▶ Text shown:
+--

Wednesday, July 25, 2007

My thoughts on Sicko

I saw Sicko a couple of days ago. Pretty much what I expected, only longer. I give Moore credit for his provocative spirit and sense of humor. The irony of taking 9-11 first responders to Gitmo for medical care was precious.
But the problem of healthcare in our country is too important to be reduced to oversimplications such as Moore’s. Here’s how I imagine the birth of Sicko:
MM: “I’m p*ssed off about the American health care system. My audience is p*ssed off, too, but they’re not too bright. They can understand good guys & bad guys, so that’s how we’ll frame the story. We’ll scare them and then soothe them with the balm of universal medical care.
We’ll ignore the changing nature of research and the effects of an aging population. We’ll ignore agricultural subsidies and the lasting impact of poverty on public health. We won't discuss profiteering – except by pharmaceutical companies and insurance companies. They’ll be the pirates and the government will be the big lazy ship with an evil crew that can’t get us out of harm’s way.”
As usual, Moore’s production style was ham-handed. Yes, patients say the darndest things, and an unscrupulous filmmaker could wring a lot of drama out of somebody’s suffering. “Uh-oh,” you and I and Mr and Mrs Audience all begin to think, “I could have a table saw accident some day, too!”

I’m not exactly suggesting that Moore actually exploited any of the people he interviewed. In my own experience, people who have been through trauma can find it therapeutic to tell their stories. But the context here was crudely crafted, leaving behind images of people without full identities, reduced to their misery.

Or maybe, in the service of the greater good, the fine people who were part of Sicko are fine with the results. Even I think Sicko is better than the usual silence on the issue. I hope the film stimulates debate because I believe in single payer healthcare. But far more complex problems remain to be solved than Moore even alluded to, and progress will require not only leadership but a groundswell of informed citizens. We need an American cultural acknowledgment that providing healthcare for all is the smartest, most humane path. Even then it will take much, much more to ultimately provide care that is high quality, affordable and equitable.

+--

▶ Listed entries:
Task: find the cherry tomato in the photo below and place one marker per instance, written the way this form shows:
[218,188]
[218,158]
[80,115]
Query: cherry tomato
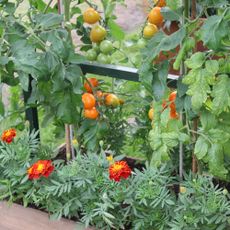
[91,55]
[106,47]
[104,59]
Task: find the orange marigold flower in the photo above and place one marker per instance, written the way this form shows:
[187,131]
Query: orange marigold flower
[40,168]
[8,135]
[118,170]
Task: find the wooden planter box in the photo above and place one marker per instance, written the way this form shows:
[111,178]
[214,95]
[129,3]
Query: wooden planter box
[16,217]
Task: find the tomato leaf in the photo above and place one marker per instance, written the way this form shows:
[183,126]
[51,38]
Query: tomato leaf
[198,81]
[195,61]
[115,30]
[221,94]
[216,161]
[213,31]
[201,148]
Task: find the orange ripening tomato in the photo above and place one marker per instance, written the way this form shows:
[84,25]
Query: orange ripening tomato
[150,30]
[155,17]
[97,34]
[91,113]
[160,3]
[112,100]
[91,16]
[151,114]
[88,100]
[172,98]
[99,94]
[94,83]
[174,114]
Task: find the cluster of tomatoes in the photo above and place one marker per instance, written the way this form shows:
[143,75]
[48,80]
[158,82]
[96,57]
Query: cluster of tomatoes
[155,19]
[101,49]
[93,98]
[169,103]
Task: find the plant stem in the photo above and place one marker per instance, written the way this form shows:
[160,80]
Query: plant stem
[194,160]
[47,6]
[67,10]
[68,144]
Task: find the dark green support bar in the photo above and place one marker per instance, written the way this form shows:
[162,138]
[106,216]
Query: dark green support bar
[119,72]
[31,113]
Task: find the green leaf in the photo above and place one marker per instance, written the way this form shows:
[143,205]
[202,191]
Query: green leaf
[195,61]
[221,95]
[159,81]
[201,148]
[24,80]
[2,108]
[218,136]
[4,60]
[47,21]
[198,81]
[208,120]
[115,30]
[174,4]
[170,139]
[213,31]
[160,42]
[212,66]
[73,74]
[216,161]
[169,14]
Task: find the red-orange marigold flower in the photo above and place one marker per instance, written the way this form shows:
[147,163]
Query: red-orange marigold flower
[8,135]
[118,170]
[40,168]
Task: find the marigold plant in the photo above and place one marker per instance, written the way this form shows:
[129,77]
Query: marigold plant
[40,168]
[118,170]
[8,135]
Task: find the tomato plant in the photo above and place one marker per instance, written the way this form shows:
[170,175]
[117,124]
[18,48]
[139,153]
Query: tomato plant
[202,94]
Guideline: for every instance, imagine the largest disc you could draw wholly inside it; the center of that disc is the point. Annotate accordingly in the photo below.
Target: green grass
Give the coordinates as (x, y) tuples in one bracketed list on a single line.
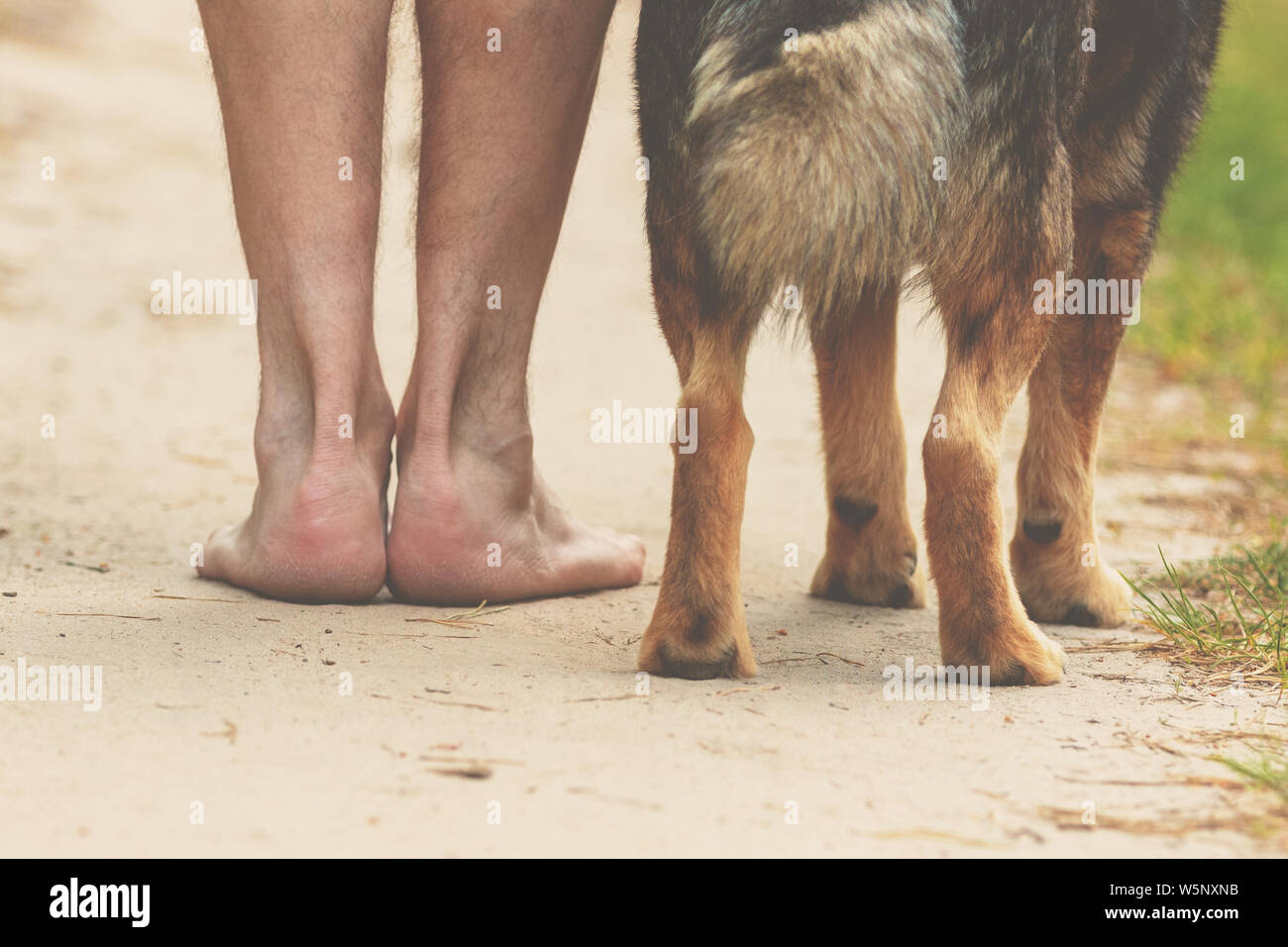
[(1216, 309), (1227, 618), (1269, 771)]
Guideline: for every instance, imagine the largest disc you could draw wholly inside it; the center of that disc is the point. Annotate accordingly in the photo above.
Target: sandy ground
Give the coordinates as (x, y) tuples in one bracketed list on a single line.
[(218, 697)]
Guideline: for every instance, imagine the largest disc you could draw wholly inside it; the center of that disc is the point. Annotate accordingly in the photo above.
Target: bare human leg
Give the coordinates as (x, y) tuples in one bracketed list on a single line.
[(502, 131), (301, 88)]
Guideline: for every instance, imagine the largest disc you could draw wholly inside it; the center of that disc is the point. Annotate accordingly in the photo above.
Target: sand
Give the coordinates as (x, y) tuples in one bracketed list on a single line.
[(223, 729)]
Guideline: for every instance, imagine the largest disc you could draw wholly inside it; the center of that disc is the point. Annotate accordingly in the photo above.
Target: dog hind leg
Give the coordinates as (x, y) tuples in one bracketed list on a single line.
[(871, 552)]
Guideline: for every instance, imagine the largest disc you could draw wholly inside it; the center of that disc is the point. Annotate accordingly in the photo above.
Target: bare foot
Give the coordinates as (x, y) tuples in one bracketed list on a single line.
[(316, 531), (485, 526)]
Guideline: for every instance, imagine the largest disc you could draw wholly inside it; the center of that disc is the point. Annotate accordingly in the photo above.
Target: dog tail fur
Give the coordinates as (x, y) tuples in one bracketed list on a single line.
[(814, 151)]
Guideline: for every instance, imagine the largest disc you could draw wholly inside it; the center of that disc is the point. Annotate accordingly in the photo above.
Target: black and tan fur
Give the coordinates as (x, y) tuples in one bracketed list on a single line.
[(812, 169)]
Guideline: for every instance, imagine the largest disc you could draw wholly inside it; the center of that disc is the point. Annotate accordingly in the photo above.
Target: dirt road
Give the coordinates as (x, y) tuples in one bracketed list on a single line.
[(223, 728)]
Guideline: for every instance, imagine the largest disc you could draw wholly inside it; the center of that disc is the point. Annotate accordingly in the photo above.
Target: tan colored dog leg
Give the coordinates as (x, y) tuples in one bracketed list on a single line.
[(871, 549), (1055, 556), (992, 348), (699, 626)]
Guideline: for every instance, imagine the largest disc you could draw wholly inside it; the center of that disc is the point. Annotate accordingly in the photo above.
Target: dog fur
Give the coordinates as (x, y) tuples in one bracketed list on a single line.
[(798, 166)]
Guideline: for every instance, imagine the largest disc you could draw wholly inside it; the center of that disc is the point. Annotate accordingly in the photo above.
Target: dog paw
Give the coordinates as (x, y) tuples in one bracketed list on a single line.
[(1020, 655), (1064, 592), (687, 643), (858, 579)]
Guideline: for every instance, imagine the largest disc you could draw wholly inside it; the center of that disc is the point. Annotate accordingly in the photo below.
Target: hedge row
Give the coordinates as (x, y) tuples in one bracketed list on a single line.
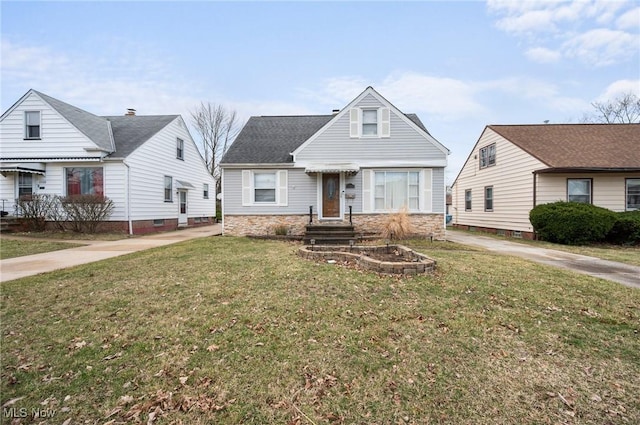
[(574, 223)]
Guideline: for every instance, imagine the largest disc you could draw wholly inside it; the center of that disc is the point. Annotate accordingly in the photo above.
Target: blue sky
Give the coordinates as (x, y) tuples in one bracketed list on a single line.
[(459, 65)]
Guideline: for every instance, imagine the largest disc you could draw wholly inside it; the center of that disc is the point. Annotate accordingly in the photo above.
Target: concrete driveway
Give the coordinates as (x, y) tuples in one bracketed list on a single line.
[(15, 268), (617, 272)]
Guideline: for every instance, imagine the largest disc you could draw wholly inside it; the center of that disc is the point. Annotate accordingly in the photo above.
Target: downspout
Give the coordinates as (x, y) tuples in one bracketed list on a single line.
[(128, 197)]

+--

▶ What the task asks:
According to the review of Sicko, what kind of healthcare does the writer believe in? The material has no role in this exercise.

▶ Expected output:
Single payer healthcare.